Work instruction: All of the entries, apart from their pictures, are to be copied verbatim.

Collected data
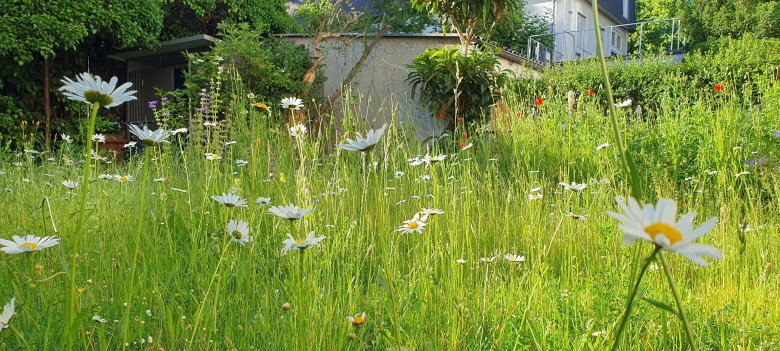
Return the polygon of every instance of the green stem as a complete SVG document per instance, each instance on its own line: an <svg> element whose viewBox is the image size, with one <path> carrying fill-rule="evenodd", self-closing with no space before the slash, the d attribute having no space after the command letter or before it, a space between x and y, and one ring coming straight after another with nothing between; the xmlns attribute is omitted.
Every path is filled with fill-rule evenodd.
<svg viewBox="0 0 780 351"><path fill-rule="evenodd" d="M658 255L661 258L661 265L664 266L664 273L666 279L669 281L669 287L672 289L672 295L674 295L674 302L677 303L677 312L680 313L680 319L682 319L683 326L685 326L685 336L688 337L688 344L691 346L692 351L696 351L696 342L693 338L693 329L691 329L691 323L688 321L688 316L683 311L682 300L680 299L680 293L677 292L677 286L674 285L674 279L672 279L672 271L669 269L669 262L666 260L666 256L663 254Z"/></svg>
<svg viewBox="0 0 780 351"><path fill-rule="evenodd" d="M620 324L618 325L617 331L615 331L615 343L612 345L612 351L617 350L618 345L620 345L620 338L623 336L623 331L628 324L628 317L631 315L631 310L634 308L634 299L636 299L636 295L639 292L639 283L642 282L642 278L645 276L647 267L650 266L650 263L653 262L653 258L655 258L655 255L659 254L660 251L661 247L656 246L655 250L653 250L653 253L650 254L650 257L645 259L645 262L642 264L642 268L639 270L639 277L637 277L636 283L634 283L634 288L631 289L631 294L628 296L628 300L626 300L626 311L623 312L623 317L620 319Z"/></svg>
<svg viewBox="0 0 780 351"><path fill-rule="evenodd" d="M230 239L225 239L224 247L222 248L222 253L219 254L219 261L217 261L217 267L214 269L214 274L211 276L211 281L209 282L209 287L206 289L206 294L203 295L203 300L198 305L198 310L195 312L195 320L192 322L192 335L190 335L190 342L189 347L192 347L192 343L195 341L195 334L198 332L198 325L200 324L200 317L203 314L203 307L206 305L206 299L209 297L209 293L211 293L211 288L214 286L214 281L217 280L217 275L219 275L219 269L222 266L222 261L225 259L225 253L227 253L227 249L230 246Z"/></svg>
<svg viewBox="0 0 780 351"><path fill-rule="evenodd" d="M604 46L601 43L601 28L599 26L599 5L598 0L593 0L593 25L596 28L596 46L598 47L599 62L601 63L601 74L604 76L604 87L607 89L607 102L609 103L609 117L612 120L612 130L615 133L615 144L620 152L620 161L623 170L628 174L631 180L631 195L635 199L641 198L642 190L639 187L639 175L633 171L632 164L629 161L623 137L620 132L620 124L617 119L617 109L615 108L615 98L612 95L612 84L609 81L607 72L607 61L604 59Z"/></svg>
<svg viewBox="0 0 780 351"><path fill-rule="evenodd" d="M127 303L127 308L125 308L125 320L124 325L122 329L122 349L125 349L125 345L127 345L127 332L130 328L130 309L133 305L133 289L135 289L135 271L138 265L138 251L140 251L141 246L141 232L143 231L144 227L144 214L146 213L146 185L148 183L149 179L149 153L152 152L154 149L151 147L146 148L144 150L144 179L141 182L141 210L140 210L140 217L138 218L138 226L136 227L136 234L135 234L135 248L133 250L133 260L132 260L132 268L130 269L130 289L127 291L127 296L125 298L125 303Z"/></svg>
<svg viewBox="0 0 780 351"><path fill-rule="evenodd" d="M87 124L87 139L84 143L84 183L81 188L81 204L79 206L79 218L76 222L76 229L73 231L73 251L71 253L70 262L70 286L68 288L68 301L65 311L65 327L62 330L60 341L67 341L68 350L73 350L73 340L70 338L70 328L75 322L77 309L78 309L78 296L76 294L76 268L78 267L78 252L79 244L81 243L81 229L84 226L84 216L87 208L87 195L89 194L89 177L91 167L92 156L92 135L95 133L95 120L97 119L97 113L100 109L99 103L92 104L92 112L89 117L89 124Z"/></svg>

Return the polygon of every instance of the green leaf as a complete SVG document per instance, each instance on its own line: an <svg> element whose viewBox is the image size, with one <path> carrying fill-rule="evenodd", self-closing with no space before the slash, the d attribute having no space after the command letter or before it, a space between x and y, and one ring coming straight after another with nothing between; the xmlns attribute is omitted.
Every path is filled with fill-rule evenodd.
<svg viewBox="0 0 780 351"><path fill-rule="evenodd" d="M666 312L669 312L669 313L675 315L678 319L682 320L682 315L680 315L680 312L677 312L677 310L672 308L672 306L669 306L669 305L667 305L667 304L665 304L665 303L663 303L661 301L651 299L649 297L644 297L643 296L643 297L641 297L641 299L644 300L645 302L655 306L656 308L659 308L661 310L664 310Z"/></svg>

Expected answer:
Return the polygon of every instance of the green stem as a complete SVG document per instance, each instance on its own line: an <svg> element whose viewBox is the image size, with one <path> carrying fill-rule="evenodd", self-closing with no space before the slash, the d attribute having no space after the command letter or before it, a space between x and y, and one ring coming straight after another with nothing between; the xmlns attribute is omitted.
Every path is filled with fill-rule evenodd.
<svg viewBox="0 0 780 351"><path fill-rule="evenodd" d="M658 255L661 258L661 265L664 266L664 273L666 279L669 281L669 287L672 289L672 295L674 295L674 302L677 303L677 312L680 313L680 319L682 319L683 326L685 326L685 336L688 337L688 344L691 346L692 351L696 351L696 342L693 338L693 329L691 329L691 323L688 321L688 316L683 311L682 300L680 299L680 293L677 292L677 286L674 285L674 279L672 279L672 271L669 269L669 262L666 260L666 256L663 254Z"/></svg>
<svg viewBox="0 0 780 351"><path fill-rule="evenodd" d="M620 324L618 325L617 331L615 331L615 343L612 345L612 351L617 350L618 345L620 345L620 338L623 336L623 331L628 324L628 317L631 315L631 310L634 308L634 299L636 299L636 295L639 292L639 283L642 282L642 278L645 276L647 267L650 266L650 263L653 262L653 258L655 258L655 255L659 254L660 251L661 247L656 246L655 250L653 250L653 253L650 254L650 257L645 259L645 262L642 264L642 268L639 270L639 277L637 277L636 283L634 283L634 288L631 289L631 294L628 296L628 300L626 300L626 311L623 312L623 317L620 319Z"/></svg>
<svg viewBox="0 0 780 351"><path fill-rule="evenodd" d="M230 239L225 239L224 247L222 248L222 253L219 254L219 261L217 261L217 267L214 269L214 274L211 276L211 281L209 282L209 287L206 289L206 294L203 295L203 300L198 305L198 310L195 312L195 320L192 322L192 335L190 335L190 342L189 347L192 347L192 343L195 341L195 334L198 332L198 325L200 324L200 317L203 314L203 307L206 305L206 299L209 297L209 293L211 293L211 288L214 286L214 281L217 280L217 275L219 275L219 269L222 266L222 261L225 259L225 253L227 253L227 249L230 246Z"/></svg>
<svg viewBox="0 0 780 351"><path fill-rule="evenodd" d="M604 46L601 43L601 28L599 26L599 5L598 0L593 0L593 25L596 28L596 46L598 47L599 62L601 63L601 74L604 76L604 87L607 89L607 102L609 103L609 117L612 120L612 130L615 133L615 144L620 152L620 161L623 170L628 174L631 180L631 195L635 199L641 198L642 190L639 187L639 175L633 171L632 164L629 161L623 137L620 132L620 124L617 119L617 109L615 108L615 98L612 95L612 84L609 81L607 72L607 61L604 59Z"/></svg>
<svg viewBox="0 0 780 351"><path fill-rule="evenodd" d="M127 303L127 308L125 308L125 320L124 325L122 329L122 349L125 349L125 345L127 345L127 332L130 328L130 309L133 305L133 289L135 289L135 271L138 265L138 251L140 251L141 246L141 232L143 231L144 227L144 214L146 213L146 185L148 183L149 179L149 153L152 152L154 149L151 147L146 148L144 150L144 179L141 182L141 210L140 210L140 217L138 218L138 226L136 227L136 234L135 234L135 248L133 250L133 260L132 260L132 268L130 269L130 289L127 291L127 296L125 298L125 303Z"/></svg>
<svg viewBox="0 0 780 351"><path fill-rule="evenodd" d="M87 124L87 139L84 143L84 183L81 188L81 204L79 206L79 218L76 222L76 229L73 231L73 251L71 253L70 262L70 286L68 288L68 301L65 311L65 327L62 330L60 341L67 341L68 350L73 350L73 340L70 338L70 328L75 322L77 309L78 309L78 296L76 294L76 268L78 267L78 252L79 244L81 243L81 229L84 226L84 216L87 208L87 195L89 194L89 177L91 167L92 156L92 135L95 133L95 120L97 119L97 113L100 109L99 103L92 104L92 112L89 117L89 124Z"/></svg>

Return the polygon of every instance of the green leaf as a complete SVG document per instance, each instance on its own line: an <svg> element whose viewBox is the image size, with one <path> carrying fill-rule="evenodd", self-closing with no space before the slash, the d attribute having no space after the command letter or before it, a space between x and y, and one ring coming straight after another with nothing between; the xmlns attribute is omitted.
Every path is filled with fill-rule evenodd.
<svg viewBox="0 0 780 351"><path fill-rule="evenodd" d="M666 312L669 312L669 313L675 315L678 319L682 320L682 315L680 315L680 312L677 312L677 310L672 308L672 306L669 306L669 305L667 305L667 304L665 304L665 303L663 303L661 301L651 299L649 297L644 297L643 296L643 297L641 297L641 299L644 300L645 302L655 306L656 308L659 308L661 310L664 310Z"/></svg>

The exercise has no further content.